Genomics for Australian Plants Framework Initiative launched

Friday, 07 December, 2018

Genomics for Australian Plants Framework Initiative launched

Genome sequencing is providing significant genetic information for many of the world’s plant species. However, more can be achieved in Australia through an innovative collaborative approach, according to Andrew Gilbert, General Manager, Bioplatforms Australia.

“Australia has a long history of cooperation and creation of world-class and game-changing approaches such as Australia’s Virtual Herbarium (AVH), a single portal for critical biodiversity information and a global first. Similarly, this initiative will place Australia at the forefront of understanding plant evolution and conservation,” he said.

Professor David Cantrill, the scientific lead of the initiative and Executive Director of Science at the Royal Botanic Gardens Victoria, said, “Using genomics has accelerated our understanding and ability to conserve Australian plant diversity; however, collaboration will advance our depth and breadth of knowledge significantly.”

Bioplatforms Australia’s Genomics for Australian Plants Framework Initiative establishes a genomics resource for native Australian plants. It will facilitate research using genomics approaches for a more thorough understanding of the evolution and conservation of our flora. The project is led by researchers from the Australian State and National Herbaria and Botanic Gardens community and will be driven by the plant research community, bringing together researchers, data specialists, state governments, commonwealth government agencies and plant conservation agencies.

Australia has around 24,000 species of native vascular plants, many of which are found nowhere else in the world. These plants have evolved highly diverse traits to thrive in the continent’s varied and often harsh climates and provide a unique landscape to the region. This diversity is reflected in the high variation in size and the complexity of Australian plant genomes, ranging from a fiftieth to 50 times that of the human genome (60 Mb to ~150 Gb).

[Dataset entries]

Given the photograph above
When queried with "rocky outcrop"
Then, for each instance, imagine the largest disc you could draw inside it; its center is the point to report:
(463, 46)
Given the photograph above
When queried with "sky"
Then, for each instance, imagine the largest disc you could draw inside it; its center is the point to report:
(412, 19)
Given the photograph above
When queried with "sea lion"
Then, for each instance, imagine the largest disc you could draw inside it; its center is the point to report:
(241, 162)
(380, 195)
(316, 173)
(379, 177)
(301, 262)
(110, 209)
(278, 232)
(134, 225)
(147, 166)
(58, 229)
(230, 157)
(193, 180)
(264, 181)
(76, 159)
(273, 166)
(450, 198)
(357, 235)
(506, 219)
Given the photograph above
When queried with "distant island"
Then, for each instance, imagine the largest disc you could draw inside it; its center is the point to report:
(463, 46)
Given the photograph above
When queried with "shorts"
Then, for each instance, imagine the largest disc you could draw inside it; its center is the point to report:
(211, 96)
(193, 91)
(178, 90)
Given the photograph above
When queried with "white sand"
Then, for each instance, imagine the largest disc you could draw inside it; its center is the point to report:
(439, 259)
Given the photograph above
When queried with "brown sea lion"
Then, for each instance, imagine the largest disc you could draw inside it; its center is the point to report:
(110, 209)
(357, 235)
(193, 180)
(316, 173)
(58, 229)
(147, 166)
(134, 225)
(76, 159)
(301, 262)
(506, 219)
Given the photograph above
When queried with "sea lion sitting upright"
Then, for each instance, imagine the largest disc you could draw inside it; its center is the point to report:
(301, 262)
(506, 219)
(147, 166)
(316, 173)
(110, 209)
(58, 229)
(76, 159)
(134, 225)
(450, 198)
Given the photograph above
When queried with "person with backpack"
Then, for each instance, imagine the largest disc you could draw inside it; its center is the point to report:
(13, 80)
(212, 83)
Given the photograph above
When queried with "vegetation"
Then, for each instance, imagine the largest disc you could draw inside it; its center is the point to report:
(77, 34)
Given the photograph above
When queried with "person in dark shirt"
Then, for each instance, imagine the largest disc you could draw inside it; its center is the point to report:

EXERCISES TO COMPLETE
1) Repeat the passage of the Australian plant genomics announcement starting with "Bioplatforms Australia’s Genomics" and going on through "plant conservation agencies.".
2) Finish out the next part of the Australian plant genomics announcement, picking up after its final sentence.

PER-TASK ANSWERS
1)
Bioplatforms Australia’s Genomics for Australian Plants Framework Initiative establishes a genomics resource for native Australian plants. It will facilitate research using genomics approaches for a more thorough understanding of the evolution and conservation of our flora. The project is led by researchers from the Australian State and National Herbaria and Botanic Gardens community and will be driven by the plant research community, bringing together researchers, data specialists, state governments, commonwealth government agencies and plant conservation agencies.

2)
The initiative will create genomic infrastructure across the ‘Plant Tree of Life’ with the sequencing of key/strategic native plant specimen/species. The integrated network built across the country will collaborate in the collection, management, dissemination and application of genomic data for Australian plants.

“Building this network will provide herbaria and conservation agencies with tools enabling genetic data to be used to identify and classify biodiversity at a range of scales to inform conservation management of Australia’s rich plant biodiversity and support better decision-making, which is vital for future sustainability,” said Dr Margaret Byrne, Director of Biodiversity and Conservation Science at the Western Australian Department of Biodiversity, Conservation and Attractions.

“Genomic information is the new research frontier for biological collections globally. The consortium will allow the Australian plant research community to unlock evolutionary, conservation and phylogenetic data from plant specimens that have been collected since the late 1770s. This will help us to better manage and conserve Australia’s unique plants and plant communities for future generations,” said Dr Linda Broadhurst, Director of the Centre for Australian National Biodiversity Research at CSIRO.

The consortium will carry out an initial pilot on three native plant species: the golden wattle (Acacia pycnantha) native to Australia’s Capital Territory and the floral emblem of Australia; an Australian endemic spider flower native to Western Australia (Areocleome oxalidea); and the Waratah (Telopea speciosissima), native to the south-eastern parts of Australia and the NSW state emblem.